◆ **What the exercise asks**: Put this sentence from the passage on the Toleman racing team below into Spanish: "The situation was now critical, employees were leaving and Hawkridge still didn't have a solution to the impasse."

New hope sprung when Pirelli’s winter freeze appeared to thaw. The team transporter even set off from Witney bound for the Portuguese Grand Prix loaded with three TG185s, only to be recalled when it emerged that there would still be no tyres waiting for the squad at Estoril.
Hawkridge (right) remained in place at the start of 1985 as he tried to save Toleman team
Photo by: Sutton Images
For the next round at Imola, Pat Symonds recalls: “Rory, myself and Alex went to the track and tried to persuade Pirelli, which was a 10-minute job: ‘Have you changed your mind?’ ‘No, f*** off!’ ‘Oh, OK…’ So we’d watch the race, stay at the hotel. But we had the truck positioned very close to the circuit so if one day Mario Mezzanotte, who was in charge of Pirelli at the time, agreed to something we could get the truck in very quickly.”
The situation was now critical, employees were leaving and Hawkridge still didn’t have a solution to the impasse. The false start was also frustrating for Johansson, who had signed a deal to stay with the team following his late-season appearances in 1984. But he soon landed a bigger break when, after the Brazilian GP, he replaced Rene Arnoux at Ferrari.
John Watson was the driver who really lost out. He had been lined up to race for Toleman in Portugal, but never did get to compete with the team, although he did test at Donington Park alongside Johansson, the TG185 running in a plain livery and on specially made Avon crossply tyres.
It’s a missed opportunity ‘Wattie’ still reflects on with some regret. The five-time grand prix winner had lost his McLaren seat at the end of 1983 when Alain Prost became available following his split with Renault. The Northern Irishman had almost headed to Lotus for 1984 to meet John Player Special’s requirement for a British driver and as replacement for Nigel Mansell, whom team boss Peter Warr held in barely concealed contempt. But Watson was put off by the circumstances.
“Then through 1984 somehow or other I was in contact with Toleman,” he says. “To cut a long story short, I ended up going to Donington on two occasions to drive the TG185. It looked like a nice team, they would have liked me, not just as a substitute for somebody they didn’t want.

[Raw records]
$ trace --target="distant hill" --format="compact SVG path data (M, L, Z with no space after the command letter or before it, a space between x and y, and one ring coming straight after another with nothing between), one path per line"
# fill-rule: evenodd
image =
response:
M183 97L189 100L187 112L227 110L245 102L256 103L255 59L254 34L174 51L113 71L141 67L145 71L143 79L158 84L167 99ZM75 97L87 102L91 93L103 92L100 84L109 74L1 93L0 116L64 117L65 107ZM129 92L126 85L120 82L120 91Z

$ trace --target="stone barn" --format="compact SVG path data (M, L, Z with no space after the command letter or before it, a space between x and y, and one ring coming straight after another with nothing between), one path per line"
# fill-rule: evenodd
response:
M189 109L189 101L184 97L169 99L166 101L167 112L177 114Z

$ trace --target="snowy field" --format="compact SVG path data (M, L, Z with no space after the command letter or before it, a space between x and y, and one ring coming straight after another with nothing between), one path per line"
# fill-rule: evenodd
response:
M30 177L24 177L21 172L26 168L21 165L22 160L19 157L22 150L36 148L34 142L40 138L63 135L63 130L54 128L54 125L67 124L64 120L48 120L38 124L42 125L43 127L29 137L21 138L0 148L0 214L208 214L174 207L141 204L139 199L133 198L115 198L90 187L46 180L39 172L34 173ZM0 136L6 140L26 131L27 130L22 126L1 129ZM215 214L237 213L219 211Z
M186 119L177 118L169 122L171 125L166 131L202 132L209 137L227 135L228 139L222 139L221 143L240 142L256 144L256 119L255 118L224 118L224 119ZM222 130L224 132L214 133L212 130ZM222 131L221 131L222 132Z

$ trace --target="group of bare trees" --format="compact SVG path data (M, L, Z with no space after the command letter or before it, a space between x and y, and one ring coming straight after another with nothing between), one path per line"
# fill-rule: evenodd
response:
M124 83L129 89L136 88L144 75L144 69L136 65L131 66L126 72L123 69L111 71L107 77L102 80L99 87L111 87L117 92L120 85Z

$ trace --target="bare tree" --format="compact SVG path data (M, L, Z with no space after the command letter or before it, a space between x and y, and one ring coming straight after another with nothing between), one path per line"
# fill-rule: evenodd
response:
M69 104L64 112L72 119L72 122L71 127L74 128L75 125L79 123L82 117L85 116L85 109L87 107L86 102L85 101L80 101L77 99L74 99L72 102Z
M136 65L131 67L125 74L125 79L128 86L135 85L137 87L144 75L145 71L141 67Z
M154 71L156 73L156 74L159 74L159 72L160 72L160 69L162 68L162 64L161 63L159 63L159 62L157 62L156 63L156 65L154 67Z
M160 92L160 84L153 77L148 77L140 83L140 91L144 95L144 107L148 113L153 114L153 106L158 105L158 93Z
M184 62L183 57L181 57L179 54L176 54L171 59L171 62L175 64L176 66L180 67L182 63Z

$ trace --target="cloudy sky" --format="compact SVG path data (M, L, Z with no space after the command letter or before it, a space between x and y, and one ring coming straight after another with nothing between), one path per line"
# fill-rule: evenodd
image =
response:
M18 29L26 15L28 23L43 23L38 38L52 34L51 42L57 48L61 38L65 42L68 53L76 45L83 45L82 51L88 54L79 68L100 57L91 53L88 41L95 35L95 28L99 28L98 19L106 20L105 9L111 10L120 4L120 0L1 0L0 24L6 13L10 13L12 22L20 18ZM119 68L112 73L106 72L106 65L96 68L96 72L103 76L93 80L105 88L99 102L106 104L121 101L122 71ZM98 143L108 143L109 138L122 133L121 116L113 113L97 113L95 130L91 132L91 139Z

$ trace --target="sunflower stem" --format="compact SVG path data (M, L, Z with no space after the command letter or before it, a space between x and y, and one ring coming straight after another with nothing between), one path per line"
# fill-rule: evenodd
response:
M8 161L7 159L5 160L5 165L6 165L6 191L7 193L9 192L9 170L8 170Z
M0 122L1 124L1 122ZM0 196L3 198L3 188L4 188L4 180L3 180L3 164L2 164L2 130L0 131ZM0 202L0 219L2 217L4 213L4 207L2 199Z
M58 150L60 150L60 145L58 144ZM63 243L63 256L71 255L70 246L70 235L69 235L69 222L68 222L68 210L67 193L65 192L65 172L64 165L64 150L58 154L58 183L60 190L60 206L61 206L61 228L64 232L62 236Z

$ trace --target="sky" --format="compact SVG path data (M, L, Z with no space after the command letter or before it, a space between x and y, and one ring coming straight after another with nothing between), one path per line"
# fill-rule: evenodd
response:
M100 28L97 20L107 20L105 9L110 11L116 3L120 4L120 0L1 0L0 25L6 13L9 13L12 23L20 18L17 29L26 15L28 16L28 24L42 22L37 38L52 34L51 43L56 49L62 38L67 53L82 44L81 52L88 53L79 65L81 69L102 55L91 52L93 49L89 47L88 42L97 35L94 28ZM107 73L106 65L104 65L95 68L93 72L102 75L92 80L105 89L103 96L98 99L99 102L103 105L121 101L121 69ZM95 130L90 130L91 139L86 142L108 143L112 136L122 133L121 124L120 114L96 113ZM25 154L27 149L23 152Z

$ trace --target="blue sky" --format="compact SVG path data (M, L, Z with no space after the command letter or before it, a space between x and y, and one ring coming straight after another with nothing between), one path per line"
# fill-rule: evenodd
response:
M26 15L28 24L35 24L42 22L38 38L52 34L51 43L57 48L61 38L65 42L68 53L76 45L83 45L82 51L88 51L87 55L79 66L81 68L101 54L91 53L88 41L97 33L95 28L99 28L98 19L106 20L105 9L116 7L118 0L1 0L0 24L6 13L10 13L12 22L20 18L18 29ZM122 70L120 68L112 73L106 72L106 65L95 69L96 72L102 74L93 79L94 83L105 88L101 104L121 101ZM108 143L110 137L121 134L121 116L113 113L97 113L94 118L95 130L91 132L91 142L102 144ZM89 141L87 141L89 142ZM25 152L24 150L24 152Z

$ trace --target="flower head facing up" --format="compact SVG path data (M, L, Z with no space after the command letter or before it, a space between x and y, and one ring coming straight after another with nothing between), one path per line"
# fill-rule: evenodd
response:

◆ **Expected answer**: La situación era ya crítica, los empleados se estaban marchando y Hawkridge todavía no tenía una solución para el estancamiento.